(DATASET)

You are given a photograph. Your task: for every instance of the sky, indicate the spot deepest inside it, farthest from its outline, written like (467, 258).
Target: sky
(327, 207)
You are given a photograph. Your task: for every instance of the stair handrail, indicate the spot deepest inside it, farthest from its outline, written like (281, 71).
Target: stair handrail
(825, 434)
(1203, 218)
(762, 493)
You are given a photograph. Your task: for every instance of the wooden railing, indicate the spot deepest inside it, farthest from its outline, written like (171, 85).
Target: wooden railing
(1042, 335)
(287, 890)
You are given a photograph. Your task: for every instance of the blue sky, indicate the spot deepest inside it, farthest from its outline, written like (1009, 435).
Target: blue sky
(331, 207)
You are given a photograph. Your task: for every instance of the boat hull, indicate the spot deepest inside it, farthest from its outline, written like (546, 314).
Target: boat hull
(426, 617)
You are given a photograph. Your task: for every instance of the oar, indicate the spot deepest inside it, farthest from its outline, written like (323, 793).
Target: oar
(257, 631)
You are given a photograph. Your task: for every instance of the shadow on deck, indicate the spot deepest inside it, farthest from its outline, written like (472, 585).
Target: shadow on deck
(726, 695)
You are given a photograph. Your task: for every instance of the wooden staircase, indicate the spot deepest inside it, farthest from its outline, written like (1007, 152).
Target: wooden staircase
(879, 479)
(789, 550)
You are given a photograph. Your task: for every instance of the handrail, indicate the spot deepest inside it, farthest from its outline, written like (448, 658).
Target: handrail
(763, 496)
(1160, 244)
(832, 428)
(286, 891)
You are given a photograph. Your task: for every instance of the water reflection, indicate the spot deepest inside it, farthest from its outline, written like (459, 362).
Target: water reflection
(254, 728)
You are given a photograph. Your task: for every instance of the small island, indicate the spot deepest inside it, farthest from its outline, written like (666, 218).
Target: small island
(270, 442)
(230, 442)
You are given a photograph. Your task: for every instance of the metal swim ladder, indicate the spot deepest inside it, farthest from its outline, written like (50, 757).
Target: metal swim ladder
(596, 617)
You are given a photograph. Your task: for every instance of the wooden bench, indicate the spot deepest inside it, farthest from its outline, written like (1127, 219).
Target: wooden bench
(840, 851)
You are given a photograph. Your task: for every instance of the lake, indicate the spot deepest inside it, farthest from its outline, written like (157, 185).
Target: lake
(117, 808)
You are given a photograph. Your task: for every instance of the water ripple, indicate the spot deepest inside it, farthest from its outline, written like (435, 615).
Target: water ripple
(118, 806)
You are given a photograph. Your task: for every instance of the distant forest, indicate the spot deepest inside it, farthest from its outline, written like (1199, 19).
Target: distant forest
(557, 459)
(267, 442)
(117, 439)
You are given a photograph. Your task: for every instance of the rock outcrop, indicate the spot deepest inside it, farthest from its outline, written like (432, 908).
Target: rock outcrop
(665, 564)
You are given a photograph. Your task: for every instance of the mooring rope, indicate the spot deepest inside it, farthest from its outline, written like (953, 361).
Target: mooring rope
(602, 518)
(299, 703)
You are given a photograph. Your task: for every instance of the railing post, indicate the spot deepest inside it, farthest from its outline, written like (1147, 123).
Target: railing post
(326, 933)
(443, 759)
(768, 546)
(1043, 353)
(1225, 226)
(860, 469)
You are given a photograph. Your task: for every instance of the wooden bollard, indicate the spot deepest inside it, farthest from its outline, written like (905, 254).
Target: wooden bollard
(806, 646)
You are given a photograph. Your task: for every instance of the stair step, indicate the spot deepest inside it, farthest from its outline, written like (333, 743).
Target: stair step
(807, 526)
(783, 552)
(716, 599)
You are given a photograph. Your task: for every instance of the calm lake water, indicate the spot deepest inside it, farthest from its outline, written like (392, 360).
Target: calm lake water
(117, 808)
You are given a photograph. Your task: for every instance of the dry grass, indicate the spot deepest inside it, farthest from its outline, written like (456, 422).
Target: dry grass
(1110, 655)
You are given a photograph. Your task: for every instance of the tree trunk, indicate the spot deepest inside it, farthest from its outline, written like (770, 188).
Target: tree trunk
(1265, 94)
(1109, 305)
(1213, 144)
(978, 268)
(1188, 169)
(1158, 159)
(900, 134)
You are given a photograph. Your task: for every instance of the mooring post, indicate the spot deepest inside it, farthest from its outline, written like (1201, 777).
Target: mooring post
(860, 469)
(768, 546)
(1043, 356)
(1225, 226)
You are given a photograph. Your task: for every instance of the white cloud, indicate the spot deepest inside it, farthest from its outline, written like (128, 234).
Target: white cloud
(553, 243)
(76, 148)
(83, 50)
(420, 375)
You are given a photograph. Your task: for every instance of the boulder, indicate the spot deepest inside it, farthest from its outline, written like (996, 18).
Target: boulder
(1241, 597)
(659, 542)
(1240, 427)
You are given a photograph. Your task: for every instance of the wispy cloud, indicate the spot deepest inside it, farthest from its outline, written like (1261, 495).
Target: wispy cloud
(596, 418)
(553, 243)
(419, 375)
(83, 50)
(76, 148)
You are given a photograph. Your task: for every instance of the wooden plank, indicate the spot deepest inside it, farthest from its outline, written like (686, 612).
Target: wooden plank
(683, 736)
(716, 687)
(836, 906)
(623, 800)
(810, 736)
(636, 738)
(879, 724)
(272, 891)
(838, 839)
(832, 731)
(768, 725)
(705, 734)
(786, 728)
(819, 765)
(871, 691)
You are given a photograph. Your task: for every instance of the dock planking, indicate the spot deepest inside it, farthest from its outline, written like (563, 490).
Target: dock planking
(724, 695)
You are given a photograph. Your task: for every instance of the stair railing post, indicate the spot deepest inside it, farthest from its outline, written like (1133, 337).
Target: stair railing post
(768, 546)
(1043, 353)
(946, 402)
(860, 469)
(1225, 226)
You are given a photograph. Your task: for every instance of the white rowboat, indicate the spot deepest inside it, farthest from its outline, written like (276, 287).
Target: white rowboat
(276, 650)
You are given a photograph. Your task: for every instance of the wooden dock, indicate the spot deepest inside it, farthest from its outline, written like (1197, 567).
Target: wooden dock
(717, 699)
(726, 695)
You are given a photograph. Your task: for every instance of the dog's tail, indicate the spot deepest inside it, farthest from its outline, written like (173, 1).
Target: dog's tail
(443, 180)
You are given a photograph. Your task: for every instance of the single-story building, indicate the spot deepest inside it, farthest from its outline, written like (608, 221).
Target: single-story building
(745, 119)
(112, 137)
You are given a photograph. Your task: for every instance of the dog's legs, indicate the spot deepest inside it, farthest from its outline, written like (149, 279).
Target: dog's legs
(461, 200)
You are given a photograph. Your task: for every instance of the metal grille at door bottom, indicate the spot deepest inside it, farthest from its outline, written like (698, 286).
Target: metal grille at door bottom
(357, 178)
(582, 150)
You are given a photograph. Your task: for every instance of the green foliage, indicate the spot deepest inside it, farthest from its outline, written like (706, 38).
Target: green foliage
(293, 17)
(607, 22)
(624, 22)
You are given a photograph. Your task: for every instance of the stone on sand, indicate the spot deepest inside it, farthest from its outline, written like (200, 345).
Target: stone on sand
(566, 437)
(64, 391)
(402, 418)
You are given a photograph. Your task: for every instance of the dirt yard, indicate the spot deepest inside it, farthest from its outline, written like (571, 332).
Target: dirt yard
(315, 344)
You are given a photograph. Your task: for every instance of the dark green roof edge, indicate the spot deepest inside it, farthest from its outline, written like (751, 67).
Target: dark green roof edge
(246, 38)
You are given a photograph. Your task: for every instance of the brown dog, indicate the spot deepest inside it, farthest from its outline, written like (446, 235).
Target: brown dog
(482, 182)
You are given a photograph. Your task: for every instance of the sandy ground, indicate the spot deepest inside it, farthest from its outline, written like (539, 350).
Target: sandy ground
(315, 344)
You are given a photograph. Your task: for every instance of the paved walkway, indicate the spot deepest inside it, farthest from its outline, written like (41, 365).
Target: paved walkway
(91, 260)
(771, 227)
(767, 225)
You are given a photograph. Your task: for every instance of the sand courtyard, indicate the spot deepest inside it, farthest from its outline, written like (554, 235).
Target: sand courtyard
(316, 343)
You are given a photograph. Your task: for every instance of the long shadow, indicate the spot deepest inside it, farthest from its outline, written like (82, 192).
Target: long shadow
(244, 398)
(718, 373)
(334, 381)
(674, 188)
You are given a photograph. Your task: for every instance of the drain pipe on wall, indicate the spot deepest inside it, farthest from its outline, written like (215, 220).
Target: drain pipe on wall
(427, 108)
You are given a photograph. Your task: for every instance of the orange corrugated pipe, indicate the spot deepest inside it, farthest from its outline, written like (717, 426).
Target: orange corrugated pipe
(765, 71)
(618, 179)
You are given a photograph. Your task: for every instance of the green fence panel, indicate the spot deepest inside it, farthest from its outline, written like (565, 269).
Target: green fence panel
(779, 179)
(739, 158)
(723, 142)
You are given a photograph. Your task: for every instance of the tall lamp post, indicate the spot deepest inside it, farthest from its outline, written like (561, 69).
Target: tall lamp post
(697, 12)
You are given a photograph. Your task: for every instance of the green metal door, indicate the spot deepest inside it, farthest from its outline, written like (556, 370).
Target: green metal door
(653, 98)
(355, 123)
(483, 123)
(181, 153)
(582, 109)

(End DATASET)

**EXERCISE BRIEF:** In the material above, locate the line containing "Target: lake" and the line containing "like (953, 361).". Transcribe exactly those two lines and every line between them, and nothing more.

**ANSWER TO THIS TASK:**
Target: lake
(117, 808)
You are given a photograph. Your task: for every instance of the water ripple, indicate the spot deepest inside it, farthest from its outline, written like (435, 615).
Target: water ripple
(118, 806)
You are given a photograph. Your task: for every instance of the distant forest, indicate the spot deepest inside it, farthest from its outline, written like (1199, 19).
Target: distant forest
(557, 459)
(267, 442)
(117, 439)
You are given a photograph. Your task: for every instance of the rock outcrop, indicate the spot deepest inside it, farthest from its outline, written like (432, 908).
Target: rock outcrop
(665, 564)
You are given a photograph. Your task: for every instance of the mooring rope, indicate the spot deepest inside it, farthest from its outline, written like (953, 361).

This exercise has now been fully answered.